§ WORK TO COMPLETE
Each entry that follows should be set down precisely, with its pictures removed.

§ WORKING DATA
☆ ☆ ☆ ☆

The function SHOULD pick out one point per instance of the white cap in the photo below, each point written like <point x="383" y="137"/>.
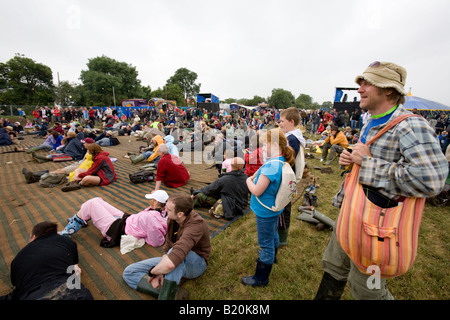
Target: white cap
<point x="159" y="195"/>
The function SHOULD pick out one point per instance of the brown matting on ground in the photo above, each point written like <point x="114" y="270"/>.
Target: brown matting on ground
<point x="23" y="205"/>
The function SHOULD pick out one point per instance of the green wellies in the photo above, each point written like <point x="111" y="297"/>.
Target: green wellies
<point x="168" y="290"/>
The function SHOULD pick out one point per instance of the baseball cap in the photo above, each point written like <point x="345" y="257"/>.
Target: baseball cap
<point x="385" y="75"/>
<point x="88" y="140"/>
<point x="158" y="195"/>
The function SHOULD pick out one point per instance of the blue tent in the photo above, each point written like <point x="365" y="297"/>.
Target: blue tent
<point x="424" y="104"/>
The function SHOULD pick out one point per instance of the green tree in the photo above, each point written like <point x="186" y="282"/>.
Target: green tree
<point x="25" y="82"/>
<point x="186" y="81"/>
<point x="104" y="74"/>
<point x="281" y="99"/>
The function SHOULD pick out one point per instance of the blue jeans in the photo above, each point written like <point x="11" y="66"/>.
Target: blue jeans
<point x="268" y="239"/>
<point x="192" y="267"/>
<point x="147" y="154"/>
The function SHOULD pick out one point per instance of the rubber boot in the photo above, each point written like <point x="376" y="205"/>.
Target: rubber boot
<point x="145" y="287"/>
<point x="73" y="185"/>
<point x="39" y="158"/>
<point x="330" y="288"/>
<point x="283" y="234"/>
<point x="75" y="224"/>
<point x="261" y="276"/>
<point x="138" y="158"/>
<point x="31" y="150"/>
<point x="168" y="290"/>
<point x="32" y="177"/>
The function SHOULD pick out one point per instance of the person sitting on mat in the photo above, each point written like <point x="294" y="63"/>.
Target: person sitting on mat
<point x="45" y="267"/>
<point x="231" y="188"/>
<point x="72" y="150"/>
<point x="101" y="172"/>
<point x="170" y="171"/>
<point x="187" y="249"/>
<point x="149" y="224"/>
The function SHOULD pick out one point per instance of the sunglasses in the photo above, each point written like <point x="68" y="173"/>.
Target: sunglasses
<point x="377" y="64"/>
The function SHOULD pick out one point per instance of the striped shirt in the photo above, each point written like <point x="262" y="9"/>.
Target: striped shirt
<point x="406" y="161"/>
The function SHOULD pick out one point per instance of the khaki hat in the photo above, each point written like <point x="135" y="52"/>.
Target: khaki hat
<point x="385" y="75"/>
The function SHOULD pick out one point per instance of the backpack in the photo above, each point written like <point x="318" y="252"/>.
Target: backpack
<point x="300" y="163"/>
<point x="141" y="176"/>
<point x="50" y="180"/>
<point x="287" y="190"/>
<point x="375" y="236"/>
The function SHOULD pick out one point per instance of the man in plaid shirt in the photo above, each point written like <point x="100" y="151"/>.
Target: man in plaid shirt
<point x="404" y="162"/>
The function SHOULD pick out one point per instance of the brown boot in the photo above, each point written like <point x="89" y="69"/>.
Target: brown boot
<point x="74" y="185"/>
<point x="32" y="177"/>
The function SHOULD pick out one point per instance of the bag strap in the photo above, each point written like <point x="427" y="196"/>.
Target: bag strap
<point x="258" y="198"/>
<point x="392" y="124"/>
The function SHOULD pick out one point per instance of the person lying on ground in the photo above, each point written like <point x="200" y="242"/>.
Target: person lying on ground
<point x="85" y="163"/>
<point x="231" y="188"/>
<point x="72" y="150"/>
<point x="52" y="142"/>
<point x="187" y="249"/>
<point x="47" y="268"/>
<point x="149" y="224"/>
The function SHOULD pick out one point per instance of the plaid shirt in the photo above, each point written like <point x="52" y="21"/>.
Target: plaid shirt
<point x="406" y="161"/>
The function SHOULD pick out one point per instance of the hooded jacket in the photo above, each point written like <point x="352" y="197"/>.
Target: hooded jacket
<point x="173" y="150"/>
<point x="159" y="140"/>
<point x="101" y="167"/>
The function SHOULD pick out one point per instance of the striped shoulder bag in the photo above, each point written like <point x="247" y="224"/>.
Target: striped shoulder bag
<point x="374" y="236"/>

☆ ☆ ☆ ☆

§ ANSWER SECTION
The function SHOULD pick out one point per instance of the white cap in the photo below, each point written like <point x="383" y="137"/>.
Target: white cap
<point x="159" y="195"/>
The function SHOULD pick out one point per instance of the brown matting on ground in the photo above, each point written like <point x="114" y="270"/>.
Target: brown matting on ground
<point x="23" y="205"/>
The function SHOULD pick out one point per instance of the green wellies in the photo above, each point written like <point x="111" y="297"/>.
Target: green wellies
<point x="168" y="290"/>
The function SHOULD pick out one point per instance of the baseball cap in the photo above, each point written like <point x="345" y="257"/>.
Target: baseball cap
<point x="385" y="75"/>
<point x="88" y="140"/>
<point x="158" y="195"/>
The function SHOULD pick out one point per instance of the blue tent in the photo above, each point written like <point x="365" y="297"/>.
Target: blue tent
<point x="424" y="104"/>
The function SHOULD pick out one point per instance of the green tree in the photo above, each point written like <point x="186" y="282"/>.
Target: green tree
<point x="25" y="82"/>
<point x="186" y="81"/>
<point x="104" y="74"/>
<point x="281" y="99"/>
The function SHOULD pick out one point per instance of the blue jeans in the photo above, each point written like <point x="11" y="66"/>.
Target: blue jeans
<point x="268" y="239"/>
<point x="192" y="267"/>
<point x="147" y="154"/>
The function SHOULD pick out one point per instance of the rubber boot in the photo above, each point written like <point x="376" y="205"/>.
Target: rubber boot
<point x="145" y="287"/>
<point x="73" y="185"/>
<point x="39" y="158"/>
<point x="330" y="288"/>
<point x="283" y="234"/>
<point x="75" y="224"/>
<point x="261" y="276"/>
<point x="138" y="158"/>
<point x="31" y="150"/>
<point x="168" y="290"/>
<point x="32" y="177"/>
The function SHOULD pick out one point per instance of the person sitting on mat in the photo above, each point written like <point x="294" y="63"/>.
Target: person sitting on mat
<point x="45" y="267"/>
<point x="231" y="188"/>
<point x="72" y="150"/>
<point x="101" y="172"/>
<point x="170" y="171"/>
<point x="187" y="249"/>
<point x="149" y="224"/>
The function SHOULD pick out one point per instance of the sunglasses in the photo above, each point written like <point x="68" y="173"/>.
Target: sunglasses
<point x="377" y="64"/>
The function SHOULD pick out one point per instance of the striped shirt in the photo above, each point written like <point x="262" y="9"/>.
Target: striped shirt
<point x="406" y="161"/>
The function SHOULD pick out one point per instance of the khaki hat in the photo above, each point written like <point x="135" y="52"/>.
Target: khaki hat
<point x="385" y="75"/>
The function SHOULD pick out one point per instance of the backpack in the photo above, each point written like <point x="318" y="252"/>.
Target: backpack
<point x="300" y="163"/>
<point x="141" y="176"/>
<point x="50" y="180"/>
<point x="287" y="190"/>
<point x="375" y="236"/>
The function SHOULD pick out one point per instance of the man in plaid shirt in the photo above, each point written like <point x="100" y="151"/>.
Target: man in plaid shirt
<point x="404" y="162"/>
The function SHOULD pick out one point per instance of the brown boot in the photo above, each point written like <point x="89" y="69"/>.
Target: brown boot
<point x="74" y="185"/>
<point x="32" y="177"/>
The function SHOULD pick out one point per instance of the bag strap in the photo above, each point written like <point x="427" y="196"/>.
Target: bag strap
<point x="258" y="198"/>
<point x="392" y="124"/>
The function SHOULD pick out one point per instance of the person lying on ground in the photo above, each point written like <point x="200" y="242"/>.
Target: person lying on ground
<point x="85" y="163"/>
<point x="231" y="188"/>
<point x="72" y="150"/>
<point x="52" y="142"/>
<point x="187" y="249"/>
<point x="47" y="268"/>
<point x="149" y="224"/>
The function SHOULD pick out one point per instance of the plaid shirt in the photo above, each point written like <point x="52" y="21"/>.
Target: plaid shirt
<point x="406" y="161"/>
The function SHOULD pick out one point per instance of the hooded jacket in the photo above, each point written like <point x="352" y="197"/>.
Target: hooded jacket
<point x="173" y="150"/>
<point x="159" y="140"/>
<point x="101" y="167"/>
The function SHOULD pick out one point per instance of the striped shoulder bag in the photo above, each point written like <point x="247" y="224"/>.
Target: striped shoulder bag
<point x="374" y="236"/>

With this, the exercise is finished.